Please extract every line in the entries below that contains the string "query". Treat uppercase and lowercase as different.

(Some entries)
^^^^^^^^^^^^^^^^

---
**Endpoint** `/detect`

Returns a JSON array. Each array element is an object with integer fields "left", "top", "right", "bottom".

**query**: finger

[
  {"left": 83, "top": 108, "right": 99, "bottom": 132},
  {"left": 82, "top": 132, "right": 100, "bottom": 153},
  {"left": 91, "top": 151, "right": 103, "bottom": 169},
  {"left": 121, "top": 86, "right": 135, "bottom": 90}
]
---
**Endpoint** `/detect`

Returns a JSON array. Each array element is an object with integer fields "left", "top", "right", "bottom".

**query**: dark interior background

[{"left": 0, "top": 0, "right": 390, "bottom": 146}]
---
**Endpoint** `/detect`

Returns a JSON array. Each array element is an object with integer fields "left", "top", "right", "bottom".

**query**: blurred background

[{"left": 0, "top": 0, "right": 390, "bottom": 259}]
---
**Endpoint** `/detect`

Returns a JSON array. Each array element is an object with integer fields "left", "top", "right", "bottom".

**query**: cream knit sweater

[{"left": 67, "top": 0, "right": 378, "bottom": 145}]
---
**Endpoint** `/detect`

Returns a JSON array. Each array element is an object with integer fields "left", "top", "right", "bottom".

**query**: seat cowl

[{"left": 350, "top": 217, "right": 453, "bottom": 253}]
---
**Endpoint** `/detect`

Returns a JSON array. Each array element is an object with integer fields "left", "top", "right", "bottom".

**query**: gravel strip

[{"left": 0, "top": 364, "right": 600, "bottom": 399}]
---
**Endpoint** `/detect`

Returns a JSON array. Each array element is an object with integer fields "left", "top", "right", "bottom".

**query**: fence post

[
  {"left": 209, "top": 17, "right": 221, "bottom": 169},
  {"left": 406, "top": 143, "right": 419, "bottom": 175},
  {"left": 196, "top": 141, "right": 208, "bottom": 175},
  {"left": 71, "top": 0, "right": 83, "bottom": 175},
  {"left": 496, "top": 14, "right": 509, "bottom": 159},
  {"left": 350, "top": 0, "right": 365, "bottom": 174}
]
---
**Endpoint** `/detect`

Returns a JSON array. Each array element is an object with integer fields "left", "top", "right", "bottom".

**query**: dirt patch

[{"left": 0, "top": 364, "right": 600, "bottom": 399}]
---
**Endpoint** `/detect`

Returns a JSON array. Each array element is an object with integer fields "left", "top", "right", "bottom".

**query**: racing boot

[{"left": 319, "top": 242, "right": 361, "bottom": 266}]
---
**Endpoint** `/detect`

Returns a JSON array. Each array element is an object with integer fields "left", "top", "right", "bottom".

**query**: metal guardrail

^^^^^^^^^^^^^^^^

▸ **Answer to this exercise**:
**query**: finger
**query**: dark interior background
**query**: blurred background
**query**: cream knit sweater
**query**: seat cowl
**query**: gravel strip
**query**: fence post
**query**: dirt patch
**query**: racing boot
**query**: metal guardrail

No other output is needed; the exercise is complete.